• **Task statement**
In the list of corporate matters below, explain what the protections such as voting rights were for in the minority equity investment, as the text states it.

The following are some examples of the corporate matters that I have handled recently:

 

Asset Purchase.  I assisted a company that manufactures and distributes over 3,000 kitchen products (such as bakeware, food preparation tools and barbeque accessories) in the United States and Canada in the purchase of assets from three companies. 

 

Stock Purchase.  I assisted a holding company in the purchase of 49% of the shares of stock of a privately owned company that imports and distributes bicycles, helmets and related accessories in the United States.

 

Joint Ventures.  I assisted a company that designs, manufactures and sells a variety of jewelry products in a joint venture with another company in California to design and sell gold chains and other jewelry products.

 

Minority Equity Investments.  I assisted a company making a minority equity investment in another company providing workplace investigations and employee relations strategies.  Among other things, my client had sufficient protections such as voting rights to protect its investment.

• **Dataset content**
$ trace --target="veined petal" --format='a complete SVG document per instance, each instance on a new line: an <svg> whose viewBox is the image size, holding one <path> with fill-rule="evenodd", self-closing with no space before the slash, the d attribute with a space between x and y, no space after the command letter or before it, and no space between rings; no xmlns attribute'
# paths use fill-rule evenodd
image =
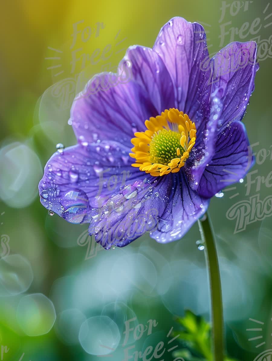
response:
<svg viewBox="0 0 272 361"><path fill-rule="evenodd" d="M147 231L160 243L180 238L204 214L209 200L190 188L182 171L163 178L147 175L109 200L105 212L94 214L89 234L106 249L124 247Z"/></svg>
<svg viewBox="0 0 272 361"><path fill-rule="evenodd" d="M161 28L153 49L172 78L175 106L188 114L202 132L209 114L211 85L210 67L203 67L209 58L204 28L183 18L173 18Z"/></svg>
<svg viewBox="0 0 272 361"><path fill-rule="evenodd" d="M234 121L242 119L254 89L259 64L257 44L254 41L231 43L212 58L211 97L220 101L223 109L217 119L217 132Z"/></svg>
<svg viewBox="0 0 272 361"><path fill-rule="evenodd" d="M147 93L158 114L174 106L174 93L171 77L155 51L135 45L129 48L124 59L129 61L133 79Z"/></svg>
<svg viewBox="0 0 272 361"><path fill-rule="evenodd" d="M245 126L233 122L218 137L215 154L203 173L198 192L203 197L212 197L243 178L254 161Z"/></svg>
<svg viewBox="0 0 272 361"><path fill-rule="evenodd" d="M78 140L91 143L110 139L128 146L135 132L144 130L144 121L157 115L139 84L131 78L107 73L90 80L71 110Z"/></svg>
<svg viewBox="0 0 272 361"><path fill-rule="evenodd" d="M120 188L141 178L128 149L113 142L80 145L54 153L39 185L41 202L71 223L89 222L92 208L102 207Z"/></svg>

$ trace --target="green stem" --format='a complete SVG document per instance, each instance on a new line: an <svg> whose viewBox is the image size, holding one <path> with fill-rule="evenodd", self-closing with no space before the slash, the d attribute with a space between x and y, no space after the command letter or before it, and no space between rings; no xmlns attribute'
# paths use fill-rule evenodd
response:
<svg viewBox="0 0 272 361"><path fill-rule="evenodd" d="M222 290L215 243L207 213L205 221L198 221L201 239L205 248L211 291L212 326L212 348L214 361L224 360L224 321Z"/></svg>

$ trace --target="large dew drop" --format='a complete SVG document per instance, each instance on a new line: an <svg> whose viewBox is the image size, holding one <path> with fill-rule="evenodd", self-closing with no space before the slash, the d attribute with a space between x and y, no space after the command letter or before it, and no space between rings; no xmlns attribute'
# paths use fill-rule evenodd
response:
<svg viewBox="0 0 272 361"><path fill-rule="evenodd" d="M81 190L70 191L65 195L61 203L65 210L61 216L70 223L81 223L89 205L86 193Z"/></svg>

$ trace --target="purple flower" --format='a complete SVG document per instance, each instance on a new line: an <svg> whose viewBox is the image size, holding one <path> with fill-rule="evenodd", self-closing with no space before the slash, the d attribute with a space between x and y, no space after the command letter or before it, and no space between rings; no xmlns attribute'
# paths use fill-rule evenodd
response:
<svg viewBox="0 0 272 361"><path fill-rule="evenodd" d="M180 17L152 49L130 47L117 74L96 75L74 100L78 144L48 162L43 205L90 223L106 249L146 231L162 243L181 238L252 165L240 121L256 53L254 42L235 42L210 60L203 27Z"/></svg>

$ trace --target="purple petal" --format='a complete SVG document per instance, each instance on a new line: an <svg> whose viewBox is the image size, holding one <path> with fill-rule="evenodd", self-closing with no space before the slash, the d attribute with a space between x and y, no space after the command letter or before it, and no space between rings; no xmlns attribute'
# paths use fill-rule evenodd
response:
<svg viewBox="0 0 272 361"><path fill-rule="evenodd" d="M135 45L129 48L124 59L129 61L133 78L147 93L158 114L174 107L172 81L156 52L148 48Z"/></svg>
<svg viewBox="0 0 272 361"><path fill-rule="evenodd" d="M102 206L142 172L131 167L129 149L114 142L78 144L56 152L39 185L41 202L68 222L90 222L92 208Z"/></svg>
<svg viewBox="0 0 272 361"><path fill-rule="evenodd" d="M160 243L182 237L208 208L210 200L202 197L190 187L183 172L173 177L168 188L169 200L161 213L157 229L150 236Z"/></svg>
<svg viewBox="0 0 272 361"><path fill-rule="evenodd" d="M162 28L153 49L172 78L176 107L188 114L201 132L209 113L211 86L210 67L203 68L209 53L203 27L173 18Z"/></svg>
<svg viewBox="0 0 272 361"><path fill-rule="evenodd" d="M106 73L89 82L71 110L74 131L80 142L111 139L129 147L134 132L145 130L146 119L157 115L139 84Z"/></svg>
<svg viewBox="0 0 272 361"><path fill-rule="evenodd" d="M221 114L217 121L218 131L228 123L241 120L245 114L259 69L256 54L255 42L236 42L223 48L211 60L211 97L223 105L222 109L217 109Z"/></svg>
<svg viewBox="0 0 272 361"><path fill-rule="evenodd" d="M158 242L170 242L189 230L208 203L190 188L181 171L166 177L148 175L94 210L89 233L106 249L124 247L146 231Z"/></svg>
<svg viewBox="0 0 272 361"><path fill-rule="evenodd" d="M245 177L254 160L245 126L234 122L218 137L216 153L206 167L198 192L210 197Z"/></svg>

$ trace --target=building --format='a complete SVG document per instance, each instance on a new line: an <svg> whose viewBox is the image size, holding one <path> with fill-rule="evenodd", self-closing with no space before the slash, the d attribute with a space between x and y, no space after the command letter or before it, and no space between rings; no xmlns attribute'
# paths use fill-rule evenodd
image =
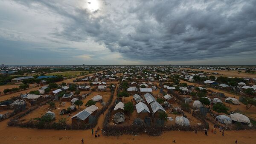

• **Finished task**
A company making a minority equity investment in another company was given sufficient protections, such as voting rights, to protect its investment.